>> Begin Document extract

# Descriptive Statistics

Descriptive Statistics gives a brief overview of the charactieristics of dataset. We try to summarize a given dataset. It consists of two basic categories of measures: measures of central tendency and measures of variability (or spread).

#### Usage: 
This notebook can infer statistics on any type of dataset and read it in format of CSV or Datasets. Refer to **Load the dataset**  part of the notebook to play around your custom dataset file

#### Methods used in this notebook:
- Detecting Categorical Features Vs Numerical Features
- Missing data, such as features with empty values.
- Mean of the features
- Median of the features
- Standard Deviation of the features
- Visual of the Spread of the data 
- Labels treated as features, so that your model gets to peek at the right answer during training.
- Features with values outside the range you expect.

### Libraries used 
- We use ``TensorFlow Data Validation(TFDV)`` to investigate and visualize the dataset. Understanding the input data is the most important step in building the data Science pipeline, as it can potentially harm model's prediction. 

#### Input: 
The input to this notebook is Tabular dataset.

#### Output:
Output of this notebook is statistics generated from the dataset.

>> End Document extract

• **Set task**
Reproduce the descriptive statistics overview above in full, word for word.

>> Begin Data supplied

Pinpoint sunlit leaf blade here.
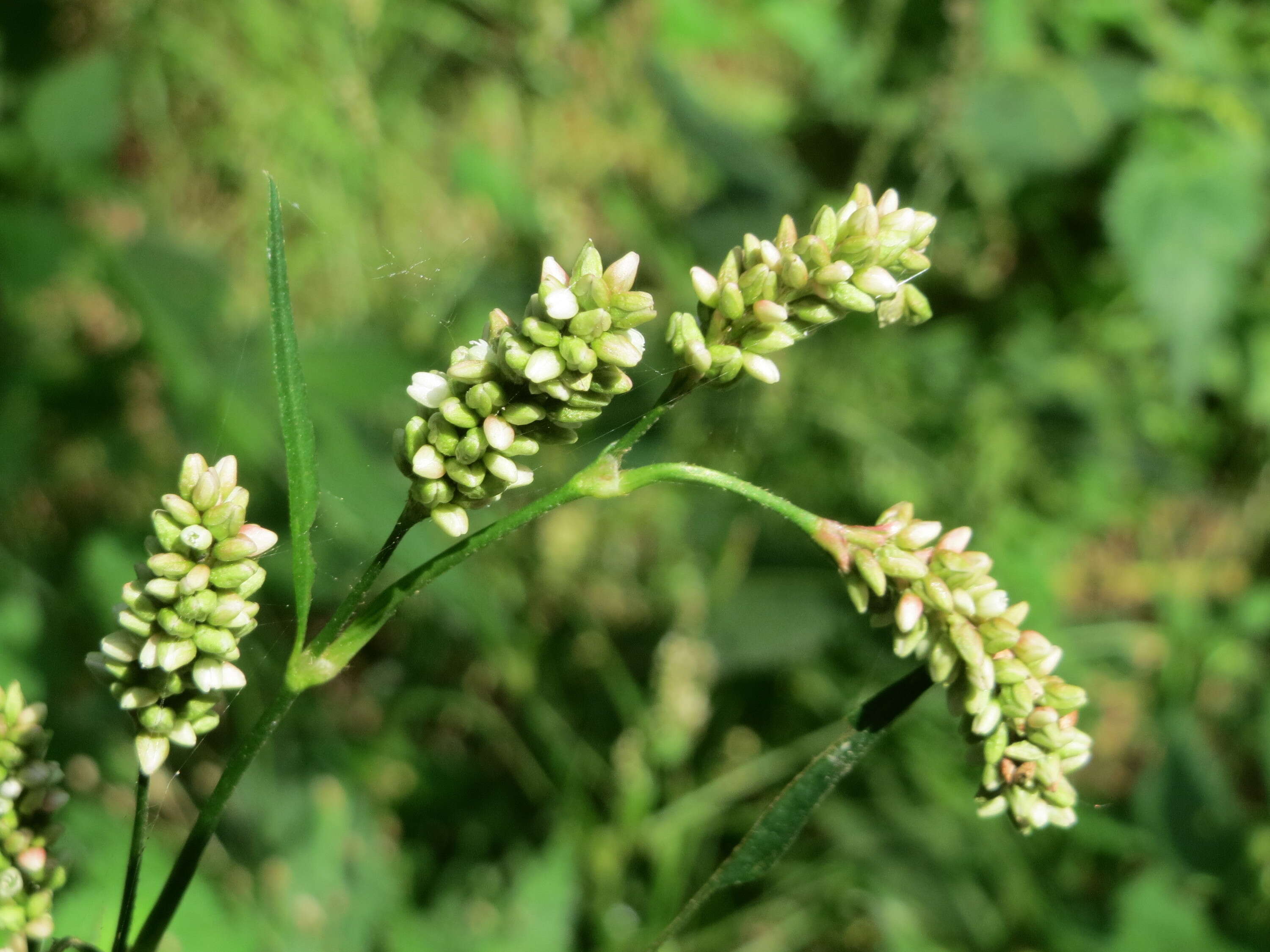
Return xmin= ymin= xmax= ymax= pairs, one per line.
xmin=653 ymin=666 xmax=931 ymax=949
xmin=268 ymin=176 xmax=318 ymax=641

>> End Data supplied
>> Begin Data supplied

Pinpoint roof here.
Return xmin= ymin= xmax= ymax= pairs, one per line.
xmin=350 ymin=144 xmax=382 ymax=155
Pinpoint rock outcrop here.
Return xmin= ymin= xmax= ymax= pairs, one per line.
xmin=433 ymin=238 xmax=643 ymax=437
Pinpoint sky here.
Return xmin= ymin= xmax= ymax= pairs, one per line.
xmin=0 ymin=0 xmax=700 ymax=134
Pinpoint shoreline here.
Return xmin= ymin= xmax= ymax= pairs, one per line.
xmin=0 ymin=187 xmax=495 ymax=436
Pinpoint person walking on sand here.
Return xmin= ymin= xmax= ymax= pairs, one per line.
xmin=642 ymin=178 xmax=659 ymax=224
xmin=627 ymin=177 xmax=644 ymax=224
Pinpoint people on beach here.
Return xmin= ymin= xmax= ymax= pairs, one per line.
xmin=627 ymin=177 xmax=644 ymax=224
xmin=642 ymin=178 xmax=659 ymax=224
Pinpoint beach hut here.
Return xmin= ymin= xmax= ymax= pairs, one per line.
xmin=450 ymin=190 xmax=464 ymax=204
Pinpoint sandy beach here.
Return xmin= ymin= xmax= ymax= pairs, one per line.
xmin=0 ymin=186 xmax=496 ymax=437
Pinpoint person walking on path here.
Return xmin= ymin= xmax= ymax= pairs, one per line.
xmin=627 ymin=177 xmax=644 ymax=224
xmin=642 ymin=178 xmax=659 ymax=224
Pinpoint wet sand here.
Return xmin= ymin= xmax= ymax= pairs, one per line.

>> End Data supplied

• **The completed task**
# Descriptive Statistics

Descriptive Statistics gives a brief overview of the charactieristics of dataset. We try to summarize a given dataset. It consists of two basic categories of measures: measures of central tendency and measures of variability (or spread).

#### Usage: 
This notebook can infer statistics on any type of dataset and read it in format of CSV or Datasets. Refer to **Load the dataset**  part of the notebook to play around your custom dataset file

#### Methods used in this notebook:
- Detecting Categorical Features Vs Numerical Features
- Missing data, such as features with empty values.
- Mean of the features
- Median of the features
- Standard Deviation of the features
- Visual of the Spread of the data 
- Labels treated as features, so that your model gets to peek at the right answer during training.
- Features with values outside the range you expect.

### Libraries used 
- We use ``TensorFlow Data Validation(TFDV)`` to investigate and visualize the dataset. Understanding the input data is the most important step in building the data Science pipeline, as it can potentially harm model's prediction. 

#### Input: 
The input to this notebook is Tabular dataset.

#### Output:
Output of this notebook is statistics generated from the dataset.